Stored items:
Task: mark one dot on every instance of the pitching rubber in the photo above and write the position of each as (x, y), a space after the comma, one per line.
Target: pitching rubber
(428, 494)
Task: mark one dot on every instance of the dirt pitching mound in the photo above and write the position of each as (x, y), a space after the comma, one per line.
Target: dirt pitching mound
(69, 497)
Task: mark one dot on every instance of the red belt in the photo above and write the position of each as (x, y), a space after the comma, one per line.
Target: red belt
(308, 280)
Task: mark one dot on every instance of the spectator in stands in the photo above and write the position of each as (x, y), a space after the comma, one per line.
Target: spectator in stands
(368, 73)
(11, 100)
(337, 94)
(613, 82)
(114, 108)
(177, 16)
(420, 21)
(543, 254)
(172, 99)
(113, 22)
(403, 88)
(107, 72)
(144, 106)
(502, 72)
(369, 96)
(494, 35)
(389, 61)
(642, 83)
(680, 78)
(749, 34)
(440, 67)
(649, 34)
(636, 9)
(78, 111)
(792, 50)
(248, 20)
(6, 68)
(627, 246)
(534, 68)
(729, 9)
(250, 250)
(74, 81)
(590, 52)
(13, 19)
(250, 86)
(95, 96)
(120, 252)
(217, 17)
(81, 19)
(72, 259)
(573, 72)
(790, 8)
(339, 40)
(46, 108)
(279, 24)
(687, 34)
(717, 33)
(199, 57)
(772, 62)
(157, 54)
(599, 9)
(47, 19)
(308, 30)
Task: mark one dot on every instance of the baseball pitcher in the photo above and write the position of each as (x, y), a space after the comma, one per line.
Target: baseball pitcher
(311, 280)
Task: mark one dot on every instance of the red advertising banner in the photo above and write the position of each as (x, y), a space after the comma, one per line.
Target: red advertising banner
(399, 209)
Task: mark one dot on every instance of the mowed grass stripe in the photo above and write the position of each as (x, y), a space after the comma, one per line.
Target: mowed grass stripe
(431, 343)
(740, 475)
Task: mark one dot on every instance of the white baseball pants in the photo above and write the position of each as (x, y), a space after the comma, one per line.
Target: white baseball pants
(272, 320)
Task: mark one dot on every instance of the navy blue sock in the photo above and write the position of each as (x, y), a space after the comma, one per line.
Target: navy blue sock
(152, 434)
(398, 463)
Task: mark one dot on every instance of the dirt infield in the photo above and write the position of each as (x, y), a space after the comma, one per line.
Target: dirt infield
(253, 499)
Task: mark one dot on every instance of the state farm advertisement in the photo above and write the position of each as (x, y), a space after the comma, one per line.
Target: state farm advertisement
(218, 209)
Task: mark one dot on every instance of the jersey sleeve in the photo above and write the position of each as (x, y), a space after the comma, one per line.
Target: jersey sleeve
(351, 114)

==

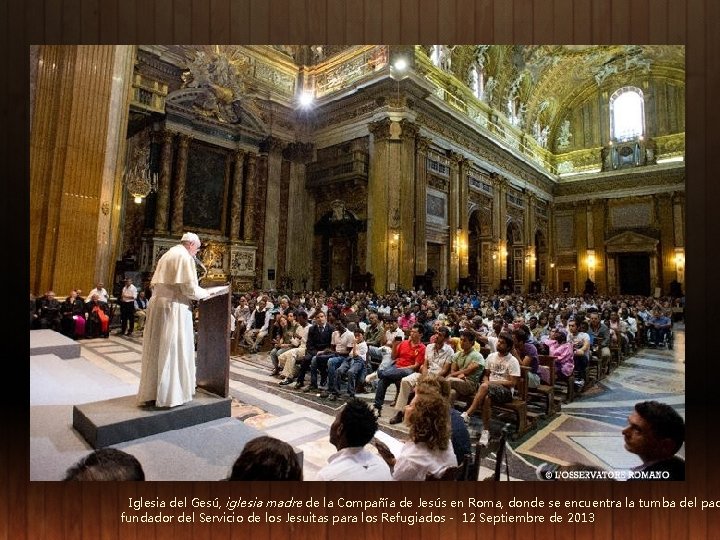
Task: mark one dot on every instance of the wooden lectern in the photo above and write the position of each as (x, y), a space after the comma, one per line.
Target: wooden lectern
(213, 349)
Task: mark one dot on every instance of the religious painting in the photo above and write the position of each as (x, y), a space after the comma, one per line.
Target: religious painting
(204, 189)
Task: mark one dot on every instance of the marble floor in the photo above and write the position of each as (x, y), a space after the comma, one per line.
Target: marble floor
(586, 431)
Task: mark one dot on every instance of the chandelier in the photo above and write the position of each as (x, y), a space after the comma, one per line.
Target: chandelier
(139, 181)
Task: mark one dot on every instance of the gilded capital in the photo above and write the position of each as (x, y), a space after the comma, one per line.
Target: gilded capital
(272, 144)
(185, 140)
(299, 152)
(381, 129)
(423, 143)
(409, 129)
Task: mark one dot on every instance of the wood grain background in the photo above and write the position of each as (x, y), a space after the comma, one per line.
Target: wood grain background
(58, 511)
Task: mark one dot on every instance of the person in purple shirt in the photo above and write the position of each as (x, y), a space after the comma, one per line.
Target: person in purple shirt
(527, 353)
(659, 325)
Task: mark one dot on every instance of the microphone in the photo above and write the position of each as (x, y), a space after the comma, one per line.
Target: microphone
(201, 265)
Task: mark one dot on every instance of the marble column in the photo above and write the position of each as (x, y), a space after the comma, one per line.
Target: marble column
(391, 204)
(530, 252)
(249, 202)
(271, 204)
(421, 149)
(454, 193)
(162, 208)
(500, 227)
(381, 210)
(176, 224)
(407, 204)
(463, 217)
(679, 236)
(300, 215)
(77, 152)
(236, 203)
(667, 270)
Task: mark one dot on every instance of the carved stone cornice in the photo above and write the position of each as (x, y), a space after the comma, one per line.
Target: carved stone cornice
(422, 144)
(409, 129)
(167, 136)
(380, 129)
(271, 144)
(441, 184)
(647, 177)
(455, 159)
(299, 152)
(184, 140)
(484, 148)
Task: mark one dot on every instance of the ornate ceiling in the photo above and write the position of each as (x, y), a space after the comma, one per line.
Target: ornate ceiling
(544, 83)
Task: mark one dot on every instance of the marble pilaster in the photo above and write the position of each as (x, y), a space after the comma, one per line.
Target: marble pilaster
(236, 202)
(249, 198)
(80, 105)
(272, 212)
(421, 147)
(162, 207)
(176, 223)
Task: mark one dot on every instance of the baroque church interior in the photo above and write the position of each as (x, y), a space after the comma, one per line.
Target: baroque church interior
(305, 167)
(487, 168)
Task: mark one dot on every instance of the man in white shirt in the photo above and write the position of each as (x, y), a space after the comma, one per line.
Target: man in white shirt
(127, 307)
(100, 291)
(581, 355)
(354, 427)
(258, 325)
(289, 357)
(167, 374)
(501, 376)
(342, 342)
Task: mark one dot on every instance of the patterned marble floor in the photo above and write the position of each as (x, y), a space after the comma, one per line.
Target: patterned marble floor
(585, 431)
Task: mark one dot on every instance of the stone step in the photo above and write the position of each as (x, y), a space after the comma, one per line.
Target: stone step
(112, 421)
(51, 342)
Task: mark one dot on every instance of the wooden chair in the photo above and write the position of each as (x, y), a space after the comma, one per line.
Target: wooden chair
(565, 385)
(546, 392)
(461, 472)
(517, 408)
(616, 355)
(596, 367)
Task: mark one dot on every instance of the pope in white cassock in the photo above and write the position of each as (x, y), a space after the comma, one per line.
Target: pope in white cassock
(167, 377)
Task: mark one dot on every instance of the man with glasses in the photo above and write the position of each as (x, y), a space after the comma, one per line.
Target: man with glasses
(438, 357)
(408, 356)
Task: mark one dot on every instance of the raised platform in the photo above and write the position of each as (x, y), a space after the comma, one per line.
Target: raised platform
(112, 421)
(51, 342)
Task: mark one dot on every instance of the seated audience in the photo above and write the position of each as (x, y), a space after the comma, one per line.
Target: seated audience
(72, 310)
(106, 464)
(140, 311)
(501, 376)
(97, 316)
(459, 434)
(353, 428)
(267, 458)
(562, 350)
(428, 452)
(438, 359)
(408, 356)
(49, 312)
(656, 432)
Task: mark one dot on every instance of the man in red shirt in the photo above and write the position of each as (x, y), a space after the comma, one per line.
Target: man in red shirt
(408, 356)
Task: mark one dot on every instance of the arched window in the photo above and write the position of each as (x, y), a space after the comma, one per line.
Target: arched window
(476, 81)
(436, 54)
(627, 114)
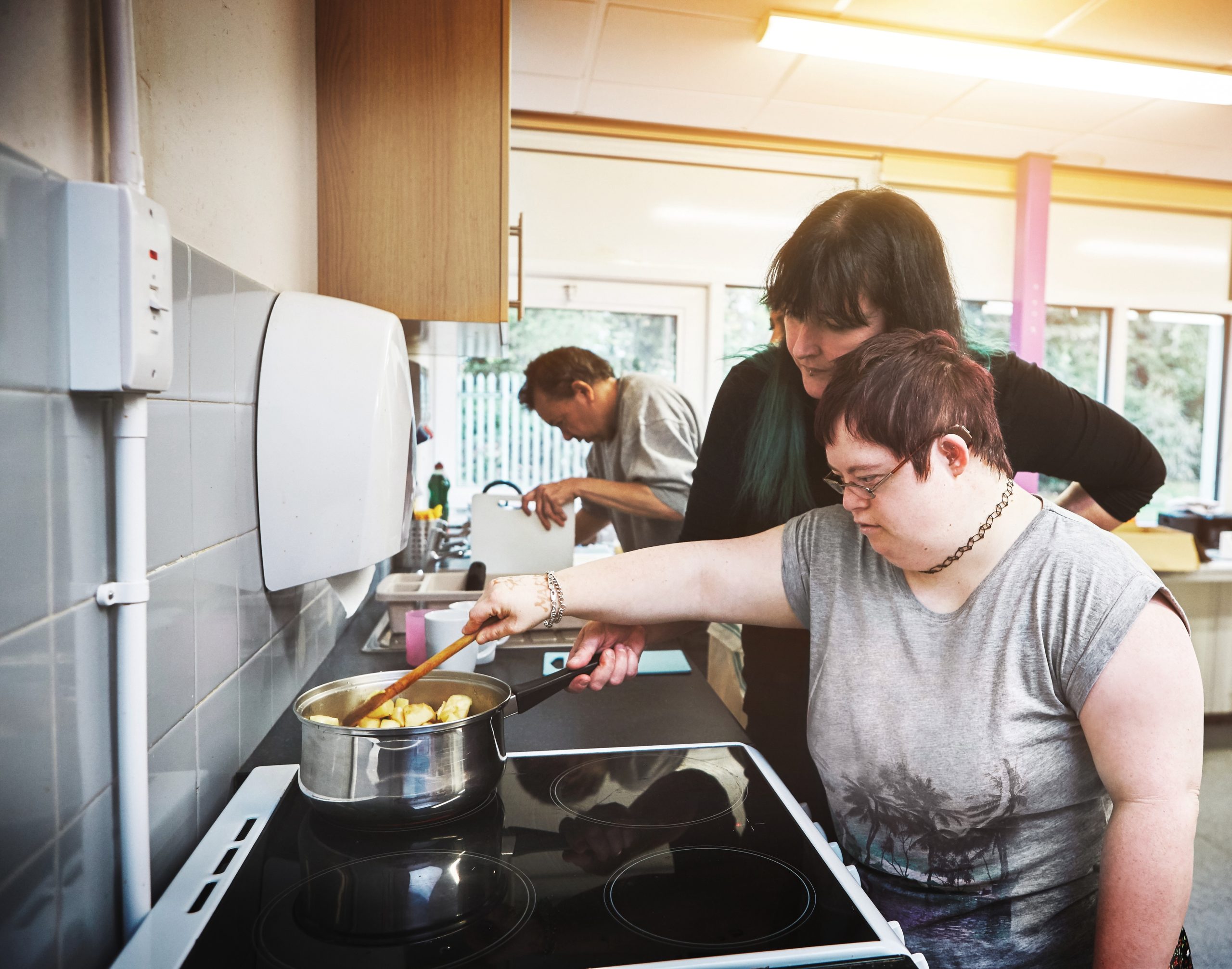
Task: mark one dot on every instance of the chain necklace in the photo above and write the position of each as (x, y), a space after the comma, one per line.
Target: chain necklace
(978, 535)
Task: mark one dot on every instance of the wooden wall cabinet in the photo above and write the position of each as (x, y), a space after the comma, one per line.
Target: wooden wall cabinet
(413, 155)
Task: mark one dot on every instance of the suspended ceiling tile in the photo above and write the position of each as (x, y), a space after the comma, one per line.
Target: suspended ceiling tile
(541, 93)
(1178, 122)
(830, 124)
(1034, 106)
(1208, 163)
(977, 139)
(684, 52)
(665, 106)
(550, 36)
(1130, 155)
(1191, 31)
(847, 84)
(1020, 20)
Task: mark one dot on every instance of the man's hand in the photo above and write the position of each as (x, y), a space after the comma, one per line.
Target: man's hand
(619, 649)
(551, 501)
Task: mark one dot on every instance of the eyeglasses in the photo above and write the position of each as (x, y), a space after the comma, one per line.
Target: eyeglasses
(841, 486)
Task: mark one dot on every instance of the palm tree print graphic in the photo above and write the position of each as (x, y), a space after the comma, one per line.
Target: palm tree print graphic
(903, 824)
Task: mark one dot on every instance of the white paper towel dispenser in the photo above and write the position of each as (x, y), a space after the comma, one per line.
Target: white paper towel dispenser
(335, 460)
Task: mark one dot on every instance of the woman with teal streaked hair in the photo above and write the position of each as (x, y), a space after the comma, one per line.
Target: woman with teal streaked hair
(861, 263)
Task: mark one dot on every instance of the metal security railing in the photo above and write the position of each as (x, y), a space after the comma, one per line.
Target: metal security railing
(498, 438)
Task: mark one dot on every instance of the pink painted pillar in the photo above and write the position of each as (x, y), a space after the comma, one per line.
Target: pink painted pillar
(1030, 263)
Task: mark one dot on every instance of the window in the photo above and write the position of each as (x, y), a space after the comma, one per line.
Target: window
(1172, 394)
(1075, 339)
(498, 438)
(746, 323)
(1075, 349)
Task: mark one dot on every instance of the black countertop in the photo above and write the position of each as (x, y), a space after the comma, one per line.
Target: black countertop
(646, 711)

Set exercise:
Pick out every line of the records above that contains the string "cabinet", and copy each one in full.

Result of this task:
Task: mark one dot on every instance of the wooden wall cabinet in the photo above and write the position of each as (x, y), a space after the comma, one per line.
Target: wooden wall cabinet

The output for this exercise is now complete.